TASK BRIEF
Locate the line that contains "Locate the wooden bench". Print it and every subsequent line through the final line of the records, exactly and only those.

ITEMS
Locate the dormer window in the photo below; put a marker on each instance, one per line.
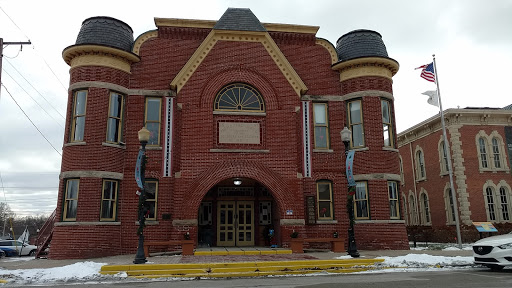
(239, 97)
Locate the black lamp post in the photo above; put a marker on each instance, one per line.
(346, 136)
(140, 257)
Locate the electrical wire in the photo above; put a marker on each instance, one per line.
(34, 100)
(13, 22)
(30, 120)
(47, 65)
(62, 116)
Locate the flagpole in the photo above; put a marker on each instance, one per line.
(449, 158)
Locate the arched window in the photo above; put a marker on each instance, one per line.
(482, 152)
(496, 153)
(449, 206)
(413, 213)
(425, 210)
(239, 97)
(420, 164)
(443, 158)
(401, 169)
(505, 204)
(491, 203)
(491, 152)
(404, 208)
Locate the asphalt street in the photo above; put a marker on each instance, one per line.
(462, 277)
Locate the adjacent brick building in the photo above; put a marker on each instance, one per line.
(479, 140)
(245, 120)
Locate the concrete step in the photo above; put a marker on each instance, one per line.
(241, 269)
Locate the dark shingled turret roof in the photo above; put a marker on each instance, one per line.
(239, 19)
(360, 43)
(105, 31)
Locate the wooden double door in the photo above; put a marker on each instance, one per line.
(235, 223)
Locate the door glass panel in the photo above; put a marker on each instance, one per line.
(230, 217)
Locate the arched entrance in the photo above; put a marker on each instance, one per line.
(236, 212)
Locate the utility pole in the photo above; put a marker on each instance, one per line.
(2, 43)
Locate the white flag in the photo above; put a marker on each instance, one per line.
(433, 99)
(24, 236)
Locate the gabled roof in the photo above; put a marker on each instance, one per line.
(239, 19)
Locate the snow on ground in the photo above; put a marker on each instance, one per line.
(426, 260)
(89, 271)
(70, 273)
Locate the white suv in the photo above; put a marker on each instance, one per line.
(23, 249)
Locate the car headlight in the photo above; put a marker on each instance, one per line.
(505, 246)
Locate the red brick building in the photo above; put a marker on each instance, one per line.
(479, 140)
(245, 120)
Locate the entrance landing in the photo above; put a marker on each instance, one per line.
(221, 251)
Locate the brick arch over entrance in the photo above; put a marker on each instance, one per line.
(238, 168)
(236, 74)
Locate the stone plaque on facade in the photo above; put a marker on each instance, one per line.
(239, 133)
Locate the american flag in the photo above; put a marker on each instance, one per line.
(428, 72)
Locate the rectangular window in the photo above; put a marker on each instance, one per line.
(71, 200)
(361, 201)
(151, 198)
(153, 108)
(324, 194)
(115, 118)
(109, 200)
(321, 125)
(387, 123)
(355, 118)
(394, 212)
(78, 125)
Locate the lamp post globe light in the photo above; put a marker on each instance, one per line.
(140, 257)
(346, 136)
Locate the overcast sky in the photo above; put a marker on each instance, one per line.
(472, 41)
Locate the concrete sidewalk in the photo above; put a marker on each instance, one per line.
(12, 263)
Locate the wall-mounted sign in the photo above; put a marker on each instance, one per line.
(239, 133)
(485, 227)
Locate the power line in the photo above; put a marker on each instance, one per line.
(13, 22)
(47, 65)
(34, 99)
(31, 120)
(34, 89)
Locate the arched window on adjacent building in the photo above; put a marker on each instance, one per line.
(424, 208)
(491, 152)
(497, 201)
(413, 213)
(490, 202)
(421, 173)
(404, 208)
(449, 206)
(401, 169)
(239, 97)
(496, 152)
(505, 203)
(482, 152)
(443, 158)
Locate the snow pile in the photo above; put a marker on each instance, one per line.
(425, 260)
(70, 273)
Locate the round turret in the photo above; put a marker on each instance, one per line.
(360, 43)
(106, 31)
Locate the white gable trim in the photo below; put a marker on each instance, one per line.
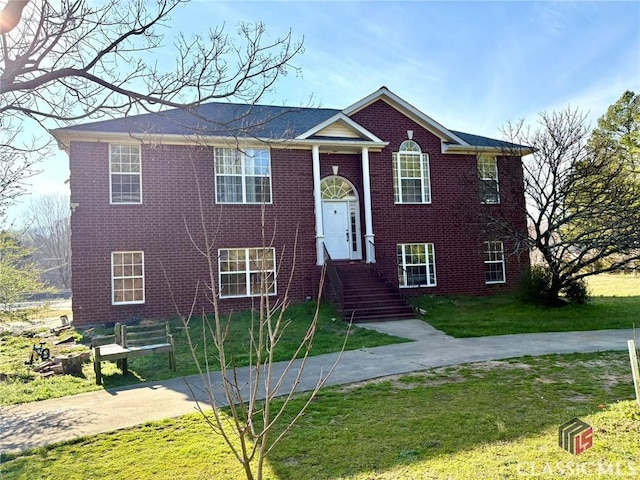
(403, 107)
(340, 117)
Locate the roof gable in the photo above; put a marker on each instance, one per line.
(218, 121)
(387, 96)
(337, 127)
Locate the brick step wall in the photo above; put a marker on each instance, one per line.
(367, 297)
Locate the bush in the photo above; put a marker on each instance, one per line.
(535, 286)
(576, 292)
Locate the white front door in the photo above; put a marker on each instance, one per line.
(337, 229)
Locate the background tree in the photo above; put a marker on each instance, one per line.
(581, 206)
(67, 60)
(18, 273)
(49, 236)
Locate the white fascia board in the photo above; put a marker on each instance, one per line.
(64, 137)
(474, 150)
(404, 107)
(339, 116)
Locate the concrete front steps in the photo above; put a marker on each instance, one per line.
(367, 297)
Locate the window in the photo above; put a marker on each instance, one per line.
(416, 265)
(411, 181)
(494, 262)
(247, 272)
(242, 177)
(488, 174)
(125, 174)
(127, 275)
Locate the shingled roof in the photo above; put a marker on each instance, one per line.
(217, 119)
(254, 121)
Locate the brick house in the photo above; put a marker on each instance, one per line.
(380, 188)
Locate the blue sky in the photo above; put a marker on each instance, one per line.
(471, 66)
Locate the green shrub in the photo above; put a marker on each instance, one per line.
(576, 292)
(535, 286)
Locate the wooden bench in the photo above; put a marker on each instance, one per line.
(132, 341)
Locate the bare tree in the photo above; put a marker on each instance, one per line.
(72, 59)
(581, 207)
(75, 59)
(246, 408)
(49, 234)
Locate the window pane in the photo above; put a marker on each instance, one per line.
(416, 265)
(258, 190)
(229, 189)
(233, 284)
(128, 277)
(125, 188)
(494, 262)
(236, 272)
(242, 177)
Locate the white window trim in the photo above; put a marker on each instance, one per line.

ANSWER TO THE EXERCISE
Locate the wooden bench in the photo above; put a marker on each instance, one per line.
(132, 341)
Locate the bare tree in the photo above; put a marker on each instance, one per line.
(72, 59)
(581, 207)
(75, 59)
(246, 408)
(49, 234)
Locate the window pane in the photo above; put a marker on each instance, one per line.
(416, 265)
(258, 190)
(229, 189)
(233, 284)
(128, 277)
(125, 188)
(494, 262)
(236, 272)
(242, 177)
Locate the white window trim in the photo above; put a marker on each instance, one per line.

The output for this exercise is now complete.